> [STORED ROWS]
* START *
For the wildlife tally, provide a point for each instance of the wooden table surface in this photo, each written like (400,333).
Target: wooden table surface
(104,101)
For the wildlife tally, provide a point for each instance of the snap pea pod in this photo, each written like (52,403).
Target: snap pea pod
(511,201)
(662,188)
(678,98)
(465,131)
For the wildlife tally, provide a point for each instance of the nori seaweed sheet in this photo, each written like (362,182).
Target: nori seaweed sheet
* END *
* START *
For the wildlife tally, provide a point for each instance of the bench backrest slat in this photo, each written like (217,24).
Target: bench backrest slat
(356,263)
* END *
How many lines of the items contain the word "backrest"? Reply with the number alone.

> [THE RESULT]
2